▶ TASKS FOR THIS EXERCISE
A. For the article on David DeCastro's draft call, state whether each statement agrees with it, answering yes or no and quoting the words that decide it.
(i) DeCastro was confused when the call came.
(ii) The Browns held the 23rd overall pick.
(iii) The Detroit Lions had already turned in their selection when the Steelers were on the clock.
B. Answer these questions from the article on David DeCastro's draft call.
(i) What area code did the incoming call show?
(ii) Who was to announce the Browns' pick at the podium?
(iii) What word does DeCastro use for the time before the call arrives?
C. Resume the article on David DeCastro's draft call, starting after its final sentence.

DeCastro likes to just do his job

When his cell phone rang, Steelers first-round draft pick David DeCastro took a quick look, saw it was from a 412 area code and immediately wondered what was going on.

"I was kind of confused," said DeCastro. "I was thinking why is someone from a Pennsylvania number calling me when the Cleveland Browns were on the clock."

DeCastro was watching coverage of the NFL Draft and like many others was awaiting the announcement of the Browns pick, the 22nd overall in the draft. The Browns selection was already in, but NFL Commissioner Roger Goodell had yet to announce it at the podium at Radio City Music Hall for the TV audience. The Detroit Lions who were selecting 23rd overall also had their pick in, so the Steelers were officially on the clock at that point.

"They said it was the Steelers," said DeCastro. "I couldn't put it together for a second. But I guess they were ahead so much and knew what was going on.

"It is nerve-racking until that moment. The heartbeat goes up and you are checking your phone, waiting for the call, wondering is my phone on. But when the call came in, it was pretty cool. There was a lot of excitement."

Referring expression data
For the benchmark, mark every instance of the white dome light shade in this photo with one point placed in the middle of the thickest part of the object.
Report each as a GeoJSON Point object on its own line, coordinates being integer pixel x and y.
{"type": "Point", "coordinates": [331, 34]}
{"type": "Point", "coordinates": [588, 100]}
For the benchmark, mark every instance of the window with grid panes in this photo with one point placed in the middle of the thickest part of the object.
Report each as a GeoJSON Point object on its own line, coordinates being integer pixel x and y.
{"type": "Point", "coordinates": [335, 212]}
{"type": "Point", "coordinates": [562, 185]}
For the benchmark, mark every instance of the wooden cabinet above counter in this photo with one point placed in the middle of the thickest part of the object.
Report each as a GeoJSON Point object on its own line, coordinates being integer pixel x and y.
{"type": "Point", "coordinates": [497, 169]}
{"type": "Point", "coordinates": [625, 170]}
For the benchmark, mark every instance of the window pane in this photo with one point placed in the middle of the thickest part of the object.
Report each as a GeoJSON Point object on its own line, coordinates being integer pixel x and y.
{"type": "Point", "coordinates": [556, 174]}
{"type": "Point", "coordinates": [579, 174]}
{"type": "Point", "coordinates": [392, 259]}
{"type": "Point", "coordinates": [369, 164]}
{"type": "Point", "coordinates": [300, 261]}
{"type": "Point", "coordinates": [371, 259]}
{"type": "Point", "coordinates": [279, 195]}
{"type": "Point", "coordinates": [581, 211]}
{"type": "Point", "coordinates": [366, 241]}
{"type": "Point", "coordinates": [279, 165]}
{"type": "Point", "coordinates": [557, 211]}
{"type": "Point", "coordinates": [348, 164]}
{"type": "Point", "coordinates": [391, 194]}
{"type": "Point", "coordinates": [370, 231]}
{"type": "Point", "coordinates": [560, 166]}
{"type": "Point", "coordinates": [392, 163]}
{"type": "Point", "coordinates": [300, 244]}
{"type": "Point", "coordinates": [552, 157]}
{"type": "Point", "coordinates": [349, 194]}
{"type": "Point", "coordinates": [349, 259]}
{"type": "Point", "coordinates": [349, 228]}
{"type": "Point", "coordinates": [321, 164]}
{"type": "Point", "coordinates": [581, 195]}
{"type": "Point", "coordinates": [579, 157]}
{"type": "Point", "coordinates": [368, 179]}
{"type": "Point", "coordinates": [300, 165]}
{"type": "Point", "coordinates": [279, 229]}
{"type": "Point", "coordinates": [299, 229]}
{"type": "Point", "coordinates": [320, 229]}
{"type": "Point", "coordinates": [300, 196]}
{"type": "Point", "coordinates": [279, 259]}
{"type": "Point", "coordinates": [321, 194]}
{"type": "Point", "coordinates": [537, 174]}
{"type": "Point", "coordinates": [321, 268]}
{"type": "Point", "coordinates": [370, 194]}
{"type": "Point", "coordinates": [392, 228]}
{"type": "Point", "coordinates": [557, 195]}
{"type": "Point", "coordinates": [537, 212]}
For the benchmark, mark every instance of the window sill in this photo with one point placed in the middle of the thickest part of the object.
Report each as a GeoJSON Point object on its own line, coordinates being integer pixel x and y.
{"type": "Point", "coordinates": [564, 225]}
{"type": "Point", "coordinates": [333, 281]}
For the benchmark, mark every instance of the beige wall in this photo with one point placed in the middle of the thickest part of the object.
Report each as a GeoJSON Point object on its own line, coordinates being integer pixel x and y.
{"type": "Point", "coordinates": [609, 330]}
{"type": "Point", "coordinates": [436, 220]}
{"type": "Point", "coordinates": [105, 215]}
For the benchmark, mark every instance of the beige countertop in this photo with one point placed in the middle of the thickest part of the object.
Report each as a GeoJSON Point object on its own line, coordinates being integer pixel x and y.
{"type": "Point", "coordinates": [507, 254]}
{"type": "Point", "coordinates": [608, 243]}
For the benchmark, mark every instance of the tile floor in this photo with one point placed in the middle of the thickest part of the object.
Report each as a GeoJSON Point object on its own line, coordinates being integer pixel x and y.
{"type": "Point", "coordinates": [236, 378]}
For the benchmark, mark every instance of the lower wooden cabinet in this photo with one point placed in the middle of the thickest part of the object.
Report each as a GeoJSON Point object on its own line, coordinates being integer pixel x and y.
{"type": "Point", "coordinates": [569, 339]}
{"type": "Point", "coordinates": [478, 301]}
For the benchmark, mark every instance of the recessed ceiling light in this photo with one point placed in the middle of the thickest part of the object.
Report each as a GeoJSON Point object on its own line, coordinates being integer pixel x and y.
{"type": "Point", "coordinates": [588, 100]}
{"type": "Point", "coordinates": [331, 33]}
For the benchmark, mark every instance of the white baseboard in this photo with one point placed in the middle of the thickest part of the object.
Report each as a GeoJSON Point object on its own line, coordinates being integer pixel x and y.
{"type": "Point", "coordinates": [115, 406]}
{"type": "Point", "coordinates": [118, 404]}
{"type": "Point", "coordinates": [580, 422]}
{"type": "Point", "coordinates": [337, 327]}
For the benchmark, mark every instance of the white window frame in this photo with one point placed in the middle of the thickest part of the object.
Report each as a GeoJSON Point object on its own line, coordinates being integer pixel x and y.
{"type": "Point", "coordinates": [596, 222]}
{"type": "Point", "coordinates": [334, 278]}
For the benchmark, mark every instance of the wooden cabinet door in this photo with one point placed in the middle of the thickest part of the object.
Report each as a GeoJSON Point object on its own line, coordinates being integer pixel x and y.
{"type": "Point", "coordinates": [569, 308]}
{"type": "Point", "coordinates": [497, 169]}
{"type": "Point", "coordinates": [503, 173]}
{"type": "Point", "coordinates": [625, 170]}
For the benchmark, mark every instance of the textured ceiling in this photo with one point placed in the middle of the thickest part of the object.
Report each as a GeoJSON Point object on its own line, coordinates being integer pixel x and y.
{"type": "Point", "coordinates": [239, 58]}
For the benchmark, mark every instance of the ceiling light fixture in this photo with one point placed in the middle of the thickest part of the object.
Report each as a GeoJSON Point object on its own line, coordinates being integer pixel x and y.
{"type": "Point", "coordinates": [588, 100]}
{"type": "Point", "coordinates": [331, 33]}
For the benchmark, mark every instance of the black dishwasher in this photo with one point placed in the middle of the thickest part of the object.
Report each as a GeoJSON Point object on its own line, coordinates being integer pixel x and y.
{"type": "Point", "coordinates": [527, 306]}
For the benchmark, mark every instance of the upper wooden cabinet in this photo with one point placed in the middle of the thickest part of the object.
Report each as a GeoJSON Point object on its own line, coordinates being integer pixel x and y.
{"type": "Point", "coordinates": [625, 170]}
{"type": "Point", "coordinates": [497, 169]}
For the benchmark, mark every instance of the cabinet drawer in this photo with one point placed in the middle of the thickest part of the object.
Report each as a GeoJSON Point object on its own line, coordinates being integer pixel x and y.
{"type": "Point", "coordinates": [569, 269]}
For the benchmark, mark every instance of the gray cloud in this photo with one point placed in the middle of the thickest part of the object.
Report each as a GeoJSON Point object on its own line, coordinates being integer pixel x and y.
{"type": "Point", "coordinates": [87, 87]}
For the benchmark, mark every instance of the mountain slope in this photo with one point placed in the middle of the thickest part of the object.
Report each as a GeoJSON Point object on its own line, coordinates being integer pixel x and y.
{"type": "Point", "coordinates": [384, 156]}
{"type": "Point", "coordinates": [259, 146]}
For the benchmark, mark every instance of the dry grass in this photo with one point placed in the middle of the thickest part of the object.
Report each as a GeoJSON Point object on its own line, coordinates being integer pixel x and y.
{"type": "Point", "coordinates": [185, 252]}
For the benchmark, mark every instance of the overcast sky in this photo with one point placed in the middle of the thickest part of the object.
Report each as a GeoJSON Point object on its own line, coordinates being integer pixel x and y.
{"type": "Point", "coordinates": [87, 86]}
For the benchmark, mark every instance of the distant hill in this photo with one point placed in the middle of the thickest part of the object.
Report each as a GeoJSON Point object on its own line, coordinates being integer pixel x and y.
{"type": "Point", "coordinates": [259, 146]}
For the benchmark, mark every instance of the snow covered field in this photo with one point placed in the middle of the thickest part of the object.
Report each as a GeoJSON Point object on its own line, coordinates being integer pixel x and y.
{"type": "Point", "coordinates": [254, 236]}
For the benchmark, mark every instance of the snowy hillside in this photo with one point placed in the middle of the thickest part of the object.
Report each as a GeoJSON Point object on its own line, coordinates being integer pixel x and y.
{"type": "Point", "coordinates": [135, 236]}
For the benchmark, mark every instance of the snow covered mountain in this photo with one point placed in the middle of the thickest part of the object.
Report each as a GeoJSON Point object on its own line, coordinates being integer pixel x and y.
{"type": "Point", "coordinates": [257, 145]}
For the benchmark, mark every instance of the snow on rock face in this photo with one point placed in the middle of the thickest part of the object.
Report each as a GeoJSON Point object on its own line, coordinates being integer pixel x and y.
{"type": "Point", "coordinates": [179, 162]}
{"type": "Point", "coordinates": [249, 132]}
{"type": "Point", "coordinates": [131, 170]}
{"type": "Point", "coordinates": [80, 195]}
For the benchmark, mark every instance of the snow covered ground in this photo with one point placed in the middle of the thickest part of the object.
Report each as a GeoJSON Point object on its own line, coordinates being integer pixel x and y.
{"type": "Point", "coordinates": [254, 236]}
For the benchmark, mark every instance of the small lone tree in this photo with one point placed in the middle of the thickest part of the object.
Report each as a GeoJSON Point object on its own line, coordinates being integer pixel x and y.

▶ RESPONSES IN ORDER
A.
(i) Yes: "I was kind of confused"
(ii) No: "the 22nd overall in the draft"
(iii) Yes: "The Detroit Lions who were selecting 23rd overall also had their pick in"

B.
(i) 412
(ii) NFL Commissioner Roger Goodell
(iii) Nerve-racking

C.
But there wasn't a lot of time to celebrate. DeCastro was watching the draft back at Stanford, at the home of a family he spends summers with. His family was with him, including his parents Colin and Jennifer DeCastro who are originally from South Africa. As soon as he got off the phone, he hugged his mom, enjoyed a little bit of the hoopla, and then started packing to head to Pittsburgh on a redeye flight out of San Jose, California.

"I left there on a 10:45 flight and got in to Atlanta around 6:00 this morning," said DeCastro. "I left on a 7:30 a.m. flight to Pittsburgh from there. The planes get smaller every time I step on them. It's been a long day. I didn't sleep at all. It's just adrenaline now."

DeCastro's first time in Pittsburgh began with him enjoying the breathtaking view when you come through the Ft. Pitt Tunnels and see the city for the first time, something he videotaped after people at the airport clued him in.

It was then a whirlwind at the team's practice facility, meeting coaches, staff and being introduced to the media during a press conference.

And of course, it was hard for him to miss seeing the team's six Super Bowl trophies, something that impressed him even though the Super Bowl 40 trophy was won at the expense of his favorite team growing up, the Seattle Seahawks. Rest assured, he is no longer a Seahawks fan and his goal is to continue the Steelers winning tradition.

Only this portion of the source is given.